- [Written request]
Lay out the rows below as a two-column CSV with the header text,answer, one CSV line per row. Put each row's text and its answer in a single quoted field each, with line breaks replaced by spaces.

- [Supplied data]

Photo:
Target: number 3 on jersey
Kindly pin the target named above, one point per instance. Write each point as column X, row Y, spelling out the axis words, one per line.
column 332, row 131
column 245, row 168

- [Task output]
text,answer
"Photo: Target: number 3 on jersey Kindly pin the target named above, one point per instance. Write each point as column X, row Y, spelling out the axis words, one per line.","column 332, row 131 column 245, row 168"